**PROBLEM TO SOLVE**
Transcribe exactly, and without pictures, only the lines from the one bearing "In the image above, where exactly is the purple" through the final line of the data below.

**MATERIAL PROVIDED**
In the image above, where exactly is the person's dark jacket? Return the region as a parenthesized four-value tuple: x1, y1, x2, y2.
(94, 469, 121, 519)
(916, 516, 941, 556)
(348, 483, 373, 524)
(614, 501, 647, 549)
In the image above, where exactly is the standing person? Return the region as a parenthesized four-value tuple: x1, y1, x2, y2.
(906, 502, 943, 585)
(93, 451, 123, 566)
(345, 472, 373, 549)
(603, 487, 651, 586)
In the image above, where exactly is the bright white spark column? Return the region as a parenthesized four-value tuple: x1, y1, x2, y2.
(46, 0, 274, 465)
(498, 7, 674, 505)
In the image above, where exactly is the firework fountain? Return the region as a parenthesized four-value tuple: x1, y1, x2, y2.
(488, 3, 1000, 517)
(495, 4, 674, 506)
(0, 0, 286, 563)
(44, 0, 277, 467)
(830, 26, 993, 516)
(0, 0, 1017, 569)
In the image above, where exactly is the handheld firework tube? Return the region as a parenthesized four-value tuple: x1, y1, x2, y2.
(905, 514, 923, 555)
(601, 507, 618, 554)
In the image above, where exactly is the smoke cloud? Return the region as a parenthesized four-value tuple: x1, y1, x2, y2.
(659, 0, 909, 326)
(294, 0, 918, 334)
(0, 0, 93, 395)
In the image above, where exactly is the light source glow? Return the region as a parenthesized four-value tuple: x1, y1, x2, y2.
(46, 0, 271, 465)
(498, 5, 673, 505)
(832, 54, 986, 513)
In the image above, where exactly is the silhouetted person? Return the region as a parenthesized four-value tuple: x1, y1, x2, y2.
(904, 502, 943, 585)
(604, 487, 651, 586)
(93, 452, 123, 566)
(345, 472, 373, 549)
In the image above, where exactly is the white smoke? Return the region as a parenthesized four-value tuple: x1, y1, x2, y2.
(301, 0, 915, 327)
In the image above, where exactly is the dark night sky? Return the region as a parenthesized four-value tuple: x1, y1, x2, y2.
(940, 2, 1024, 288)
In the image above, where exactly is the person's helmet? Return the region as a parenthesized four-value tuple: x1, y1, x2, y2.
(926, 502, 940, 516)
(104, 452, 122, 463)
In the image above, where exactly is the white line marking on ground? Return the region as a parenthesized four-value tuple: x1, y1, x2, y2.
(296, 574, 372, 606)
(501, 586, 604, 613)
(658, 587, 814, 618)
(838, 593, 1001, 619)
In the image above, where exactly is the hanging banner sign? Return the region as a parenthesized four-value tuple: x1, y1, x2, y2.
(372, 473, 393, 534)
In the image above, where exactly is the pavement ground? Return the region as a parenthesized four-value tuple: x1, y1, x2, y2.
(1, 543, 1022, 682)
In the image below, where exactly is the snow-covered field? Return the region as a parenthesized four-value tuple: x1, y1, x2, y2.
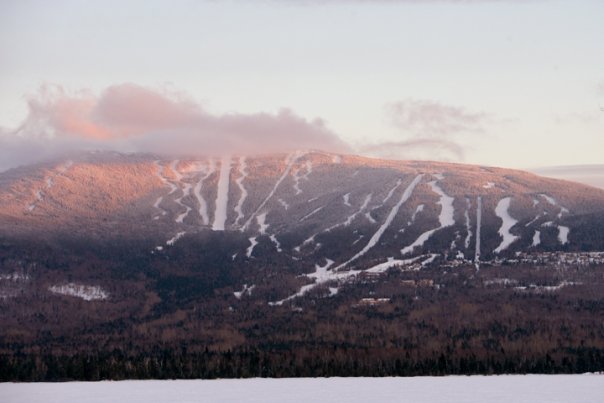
(2, 375, 603, 403)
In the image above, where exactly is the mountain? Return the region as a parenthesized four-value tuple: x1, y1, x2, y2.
(1, 151, 604, 380)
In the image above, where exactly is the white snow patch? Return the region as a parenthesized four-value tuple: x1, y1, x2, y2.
(49, 283, 108, 301)
(234, 284, 255, 299)
(277, 198, 289, 210)
(269, 234, 282, 252)
(493, 197, 519, 254)
(558, 226, 570, 245)
(337, 175, 423, 270)
(0, 272, 30, 282)
(246, 237, 258, 258)
(166, 231, 186, 246)
(483, 182, 495, 189)
(343, 193, 352, 207)
(532, 230, 541, 247)
(364, 211, 377, 224)
(212, 155, 232, 231)
(401, 180, 454, 255)
(328, 287, 339, 296)
(256, 213, 269, 235)
(332, 154, 342, 163)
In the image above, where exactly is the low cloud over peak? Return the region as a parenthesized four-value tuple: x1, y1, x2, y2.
(1, 83, 350, 170)
(362, 99, 490, 162)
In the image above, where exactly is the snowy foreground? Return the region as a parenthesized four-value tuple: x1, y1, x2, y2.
(2, 375, 604, 403)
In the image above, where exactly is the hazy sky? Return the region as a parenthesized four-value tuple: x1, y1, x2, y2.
(0, 0, 603, 170)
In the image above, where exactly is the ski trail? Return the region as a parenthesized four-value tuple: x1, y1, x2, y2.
(292, 160, 313, 195)
(540, 193, 569, 219)
(364, 211, 377, 224)
(167, 231, 186, 246)
(242, 152, 303, 231)
(382, 179, 402, 204)
(401, 179, 455, 255)
(168, 161, 192, 224)
(335, 174, 423, 271)
(193, 158, 215, 226)
(269, 234, 282, 252)
(493, 196, 519, 254)
(212, 155, 231, 231)
(175, 183, 192, 223)
(532, 230, 541, 247)
(558, 226, 569, 244)
(246, 237, 258, 258)
(271, 255, 425, 306)
(475, 196, 482, 268)
(301, 206, 324, 221)
(167, 160, 181, 194)
(233, 156, 248, 227)
(464, 198, 472, 249)
(26, 160, 73, 212)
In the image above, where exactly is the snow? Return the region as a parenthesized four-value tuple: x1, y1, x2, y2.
(212, 156, 231, 231)
(243, 152, 303, 230)
(272, 257, 400, 305)
(343, 193, 351, 207)
(48, 283, 108, 301)
(233, 156, 248, 226)
(335, 175, 422, 270)
(382, 179, 402, 203)
(246, 237, 258, 258)
(233, 284, 255, 299)
(342, 194, 371, 226)
(483, 182, 495, 189)
(277, 198, 289, 210)
(0, 272, 30, 281)
(364, 211, 377, 224)
(269, 234, 282, 252)
(407, 204, 424, 226)
(464, 198, 472, 249)
(558, 226, 570, 244)
(5, 375, 602, 403)
(532, 230, 541, 247)
(193, 158, 215, 226)
(332, 154, 342, 163)
(401, 180, 454, 255)
(475, 196, 482, 268)
(540, 193, 570, 219)
(174, 183, 192, 223)
(301, 206, 323, 221)
(493, 197, 519, 254)
(256, 213, 269, 234)
(541, 222, 570, 245)
(167, 231, 186, 246)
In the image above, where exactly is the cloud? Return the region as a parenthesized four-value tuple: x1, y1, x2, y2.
(386, 99, 488, 137)
(598, 81, 604, 96)
(363, 99, 489, 161)
(0, 83, 350, 170)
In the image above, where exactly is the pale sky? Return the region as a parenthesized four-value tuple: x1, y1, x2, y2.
(0, 0, 603, 170)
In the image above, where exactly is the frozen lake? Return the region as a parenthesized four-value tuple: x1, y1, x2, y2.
(2, 375, 603, 403)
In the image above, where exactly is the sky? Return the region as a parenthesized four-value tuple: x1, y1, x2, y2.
(0, 0, 603, 172)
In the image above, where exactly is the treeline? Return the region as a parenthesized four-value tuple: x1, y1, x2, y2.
(2, 347, 604, 381)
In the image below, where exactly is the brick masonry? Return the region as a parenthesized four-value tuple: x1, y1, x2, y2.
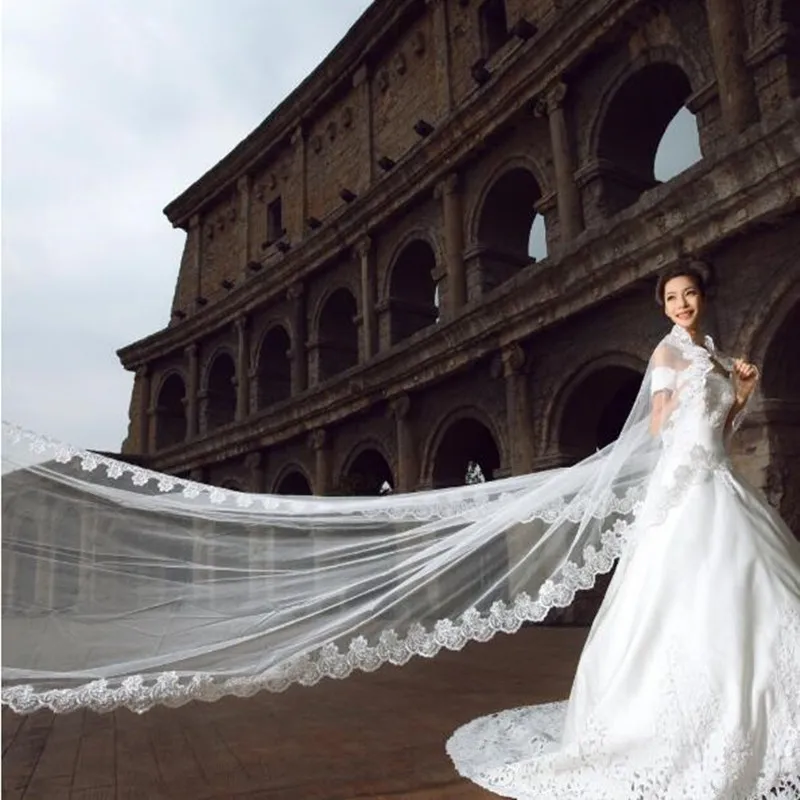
(117, 0, 800, 534)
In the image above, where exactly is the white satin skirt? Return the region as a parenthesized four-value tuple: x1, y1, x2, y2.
(446, 464, 800, 799)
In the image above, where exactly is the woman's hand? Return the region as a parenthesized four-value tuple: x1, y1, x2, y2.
(732, 358, 759, 403)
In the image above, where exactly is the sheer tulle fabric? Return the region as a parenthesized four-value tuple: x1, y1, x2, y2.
(0, 327, 786, 726)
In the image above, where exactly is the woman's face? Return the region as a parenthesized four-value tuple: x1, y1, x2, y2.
(663, 274, 704, 331)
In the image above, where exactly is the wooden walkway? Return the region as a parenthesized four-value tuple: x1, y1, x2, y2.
(2, 626, 588, 800)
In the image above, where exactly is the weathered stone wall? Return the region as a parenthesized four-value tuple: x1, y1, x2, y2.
(118, 0, 800, 559)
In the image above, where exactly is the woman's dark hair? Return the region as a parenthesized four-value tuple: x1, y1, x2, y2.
(655, 261, 708, 306)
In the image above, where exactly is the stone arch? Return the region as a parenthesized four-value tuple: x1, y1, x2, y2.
(339, 441, 395, 495)
(316, 286, 359, 381)
(733, 272, 800, 369)
(762, 300, 800, 401)
(551, 353, 647, 461)
(255, 324, 292, 408)
(386, 238, 439, 344)
(154, 371, 187, 450)
(203, 349, 237, 431)
(424, 407, 505, 489)
(734, 274, 800, 536)
(273, 465, 313, 496)
(468, 155, 550, 240)
(588, 49, 702, 213)
(469, 158, 547, 293)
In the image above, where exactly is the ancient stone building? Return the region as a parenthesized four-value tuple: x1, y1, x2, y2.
(117, 0, 800, 542)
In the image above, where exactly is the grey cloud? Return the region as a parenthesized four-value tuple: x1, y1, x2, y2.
(2, 0, 372, 451)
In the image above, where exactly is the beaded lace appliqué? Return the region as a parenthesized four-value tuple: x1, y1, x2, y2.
(0, 335, 779, 716)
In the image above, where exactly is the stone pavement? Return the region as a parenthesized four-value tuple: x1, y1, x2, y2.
(2, 626, 588, 800)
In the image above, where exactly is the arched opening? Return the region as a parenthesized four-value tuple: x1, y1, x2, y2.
(257, 326, 292, 408)
(205, 353, 237, 431)
(340, 449, 394, 496)
(389, 240, 439, 344)
(431, 417, 506, 615)
(654, 107, 702, 182)
(559, 364, 644, 461)
(597, 62, 696, 213)
(318, 288, 359, 381)
(761, 299, 800, 537)
(155, 374, 187, 450)
(763, 301, 800, 402)
(275, 470, 313, 496)
(474, 168, 544, 293)
(432, 417, 501, 489)
(528, 215, 548, 262)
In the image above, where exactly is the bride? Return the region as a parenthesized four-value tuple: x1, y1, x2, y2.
(446, 265, 800, 798)
(2, 265, 798, 799)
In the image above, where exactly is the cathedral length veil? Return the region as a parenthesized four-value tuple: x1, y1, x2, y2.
(0, 335, 743, 715)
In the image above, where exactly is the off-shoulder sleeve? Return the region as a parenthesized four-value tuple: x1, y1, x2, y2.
(651, 366, 677, 395)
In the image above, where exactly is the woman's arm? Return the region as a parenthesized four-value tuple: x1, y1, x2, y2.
(648, 349, 680, 436)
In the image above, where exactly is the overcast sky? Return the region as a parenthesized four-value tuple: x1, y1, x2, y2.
(2, 0, 373, 452)
(1, 1, 699, 453)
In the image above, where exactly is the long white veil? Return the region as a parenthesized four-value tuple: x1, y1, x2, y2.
(1, 328, 726, 714)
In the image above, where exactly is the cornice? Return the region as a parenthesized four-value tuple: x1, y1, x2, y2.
(162, 0, 422, 228)
(144, 117, 800, 472)
(119, 0, 637, 368)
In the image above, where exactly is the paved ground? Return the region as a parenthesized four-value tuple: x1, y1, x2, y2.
(2, 625, 588, 800)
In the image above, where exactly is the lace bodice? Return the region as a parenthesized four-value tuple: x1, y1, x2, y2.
(657, 326, 738, 461)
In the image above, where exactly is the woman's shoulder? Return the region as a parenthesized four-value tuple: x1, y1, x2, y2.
(650, 332, 682, 367)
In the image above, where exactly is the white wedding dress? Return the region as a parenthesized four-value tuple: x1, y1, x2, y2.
(447, 326, 800, 799)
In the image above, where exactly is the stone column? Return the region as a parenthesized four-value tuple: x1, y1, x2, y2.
(146, 405, 158, 453)
(426, 0, 453, 115)
(189, 213, 202, 305)
(237, 175, 251, 279)
(245, 452, 265, 494)
(235, 315, 251, 421)
(136, 366, 152, 454)
(435, 173, 466, 315)
(288, 282, 308, 393)
(356, 237, 378, 359)
(390, 394, 419, 493)
(499, 345, 535, 474)
(290, 124, 308, 236)
(535, 82, 584, 243)
(352, 64, 374, 185)
(705, 0, 758, 133)
(309, 429, 332, 495)
(185, 343, 200, 439)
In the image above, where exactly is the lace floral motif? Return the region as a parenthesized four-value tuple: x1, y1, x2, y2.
(664, 325, 750, 440)
(1, 527, 628, 715)
(642, 444, 737, 529)
(4, 422, 630, 523)
(446, 581, 800, 800)
(0, 331, 780, 721)
(0, 448, 720, 717)
(445, 328, 800, 799)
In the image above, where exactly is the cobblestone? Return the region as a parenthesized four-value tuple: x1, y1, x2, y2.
(2, 625, 587, 799)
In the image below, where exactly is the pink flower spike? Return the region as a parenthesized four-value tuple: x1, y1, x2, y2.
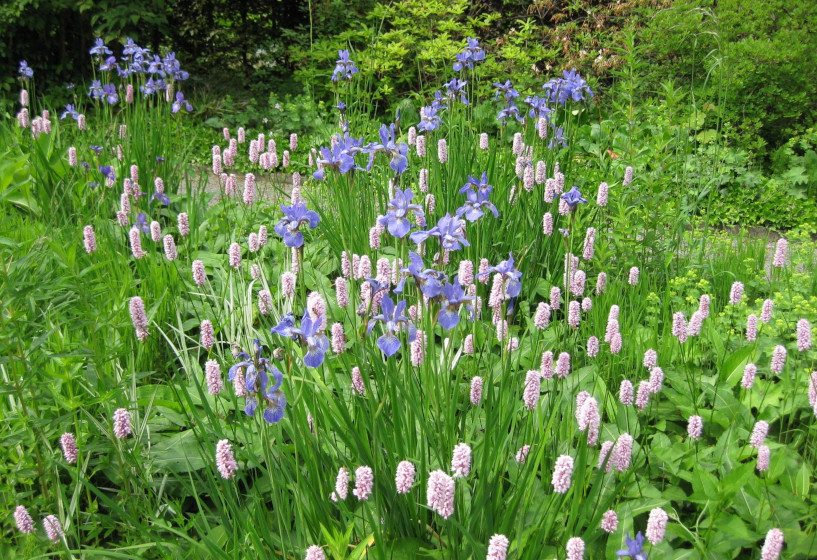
(351, 367, 366, 396)
(619, 380, 634, 406)
(60, 432, 78, 463)
(613, 433, 633, 472)
(305, 545, 325, 560)
(770, 345, 786, 374)
(486, 534, 510, 560)
(760, 299, 774, 323)
(427, 470, 455, 518)
(451, 443, 472, 478)
(228, 242, 241, 269)
(555, 352, 570, 378)
(515, 445, 531, 464)
(201, 320, 215, 350)
(797, 319, 811, 351)
(757, 445, 770, 473)
(643, 349, 657, 370)
(334, 467, 349, 500)
(129, 296, 149, 342)
(601, 510, 618, 533)
(635, 381, 650, 412)
(741, 363, 757, 389)
(353, 466, 374, 500)
(566, 536, 585, 560)
(761, 528, 784, 560)
(14, 505, 34, 534)
(205, 359, 223, 395)
(470, 376, 483, 405)
(331, 322, 346, 354)
(83, 225, 97, 254)
(645, 507, 668, 545)
(746, 314, 758, 342)
(649, 367, 664, 394)
(587, 336, 599, 358)
(750, 420, 769, 448)
(729, 281, 744, 305)
(113, 408, 132, 439)
(551, 454, 574, 493)
(215, 439, 238, 479)
(395, 460, 415, 494)
(43, 515, 64, 542)
(772, 238, 787, 268)
(687, 415, 703, 440)
(628, 266, 639, 285)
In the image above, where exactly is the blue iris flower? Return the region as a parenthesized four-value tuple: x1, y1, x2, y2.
(88, 80, 104, 100)
(367, 294, 417, 357)
(364, 123, 409, 174)
(89, 38, 112, 57)
(270, 312, 298, 340)
(100, 56, 118, 72)
(99, 165, 116, 181)
(312, 133, 363, 180)
(151, 192, 171, 205)
(561, 186, 587, 209)
(18, 60, 34, 79)
(493, 80, 519, 104)
(292, 311, 330, 368)
(229, 339, 287, 423)
(378, 188, 424, 238)
(60, 104, 80, 120)
(616, 532, 648, 560)
(90, 145, 104, 156)
(542, 69, 594, 105)
(102, 84, 118, 104)
(394, 251, 447, 298)
(549, 124, 567, 149)
(122, 38, 142, 57)
(497, 103, 524, 124)
(459, 172, 493, 195)
(457, 188, 498, 223)
(331, 49, 359, 82)
(437, 275, 475, 330)
(274, 200, 321, 248)
(477, 253, 522, 298)
(524, 95, 553, 120)
(135, 213, 150, 234)
(417, 105, 443, 133)
(443, 78, 469, 105)
(172, 91, 193, 113)
(453, 37, 486, 72)
(410, 213, 470, 251)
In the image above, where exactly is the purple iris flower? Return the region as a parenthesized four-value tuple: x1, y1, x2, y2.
(99, 165, 116, 181)
(524, 95, 553, 120)
(151, 192, 170, 205)
(378, 188, 424, 238)
(417, 104, 444, 133)
(147, 55, 165, 75)
(561, 186, 587, 209)
(453, 37, 486, 72)
(549, 124, 567, 149)
(89, 38, 112, 57)
(477, 253, 522, 298)
(457, 188, 498, 222)
(437, 275, 475, 330)
(493, 80, 519, 104)
(443, 78, 469, 105)
(543, 69, 594, 105)
(274, 200, 321, 248)
(99, 56, 118, 72)
(459, 172, 493, 195)
(90, 145, 104, 156)
(88, 80, 104, 100)
(172, 91, 193, 113)
(135, 213, 150, 234)
(60, 104, 80, 120)
(80, 161, 91, 171)
(122, 38, 142, 57)
(313, 133, 363, 180)
(497, 103, 524, 124)
(367, 294, 417, 357)
(162, 53, 189, 81)
(102, 84, 118, 104)
(292, 311, 330, 368)
(410, 213, 470, 251)
(331, 49, 359, 82)
(394, 251, 446, 298)
(364, 123, 409, 174)
(616, 532, 648, 560)
(270, 312, 298, 340)
(18, 60, 33, 79)
(229, 339, 287, 423)
(141, 77, 163, 96)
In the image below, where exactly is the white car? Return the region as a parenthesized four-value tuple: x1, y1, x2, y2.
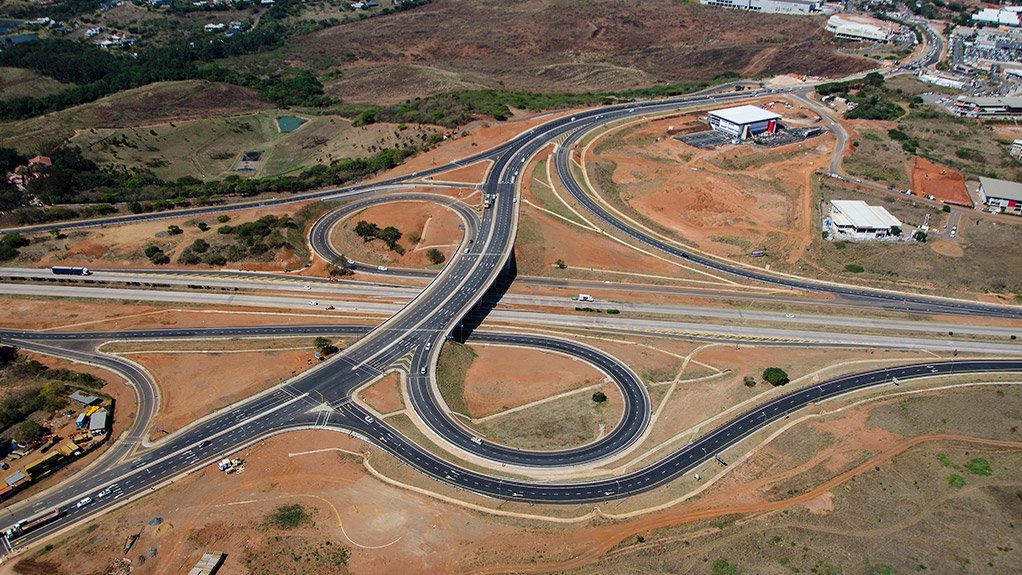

**OUTPUT BELOW**
In the image above, where exactly is the purple iris flower? Return the region as a parenthesized four-value tuple: x1, y1, x2, y2.
(99, 165, 116, 181)
(524, 95, 553, 120)
(151, 192, 170, 205)
(378, 188, 424, 238)
(417, 104, 444, 133)
(147, 55, 165, 75)
(561, 186, 587, 209)
(453, 37, 486, 72)
(549, 124, 567, 149)
(89, 38, 112, 57)
(477, 253, 522, 298)
(457, 188, 498, 222)
(437, 275, 475, 330)
(493, 80, 519, 104)
(443, 78, 469, 105)
(543, 69, 594, 105)
(274, 200, 321, 248)
(99, 56, 118, 72)
(459, 172, 493, 195)
(90, 145, 104, 156)
(88, 80, 104, 100)
(172, 91, 193, 113)
(135, 213, 150, 234)
(60, 104, 80, 120)
(80, 161, 91, 171)
(122, 38, 142, 57)
(313, 133, 363, 180)
(497, 103, 524, 124)
(367, 294, 417, 357)
(162, 53, 189, 81)
(102, 84, 118, 104)
(292, 311, 330, 368)
(410, 213, 470, 251)
(331, 49, 359, 82)
(394, 251, 446, 298)
(364, 123, 409, 174)
(616, 532, 648, 560)
(270, 312, 298, 340)
(18, 60, 33, 79)
(229, 339, 287, 423)
(141, 77, 163, 96)
In the image below, where exactly is the white car? Return the region as a parenthesized four-value tuple: x1, y1, x2, y2.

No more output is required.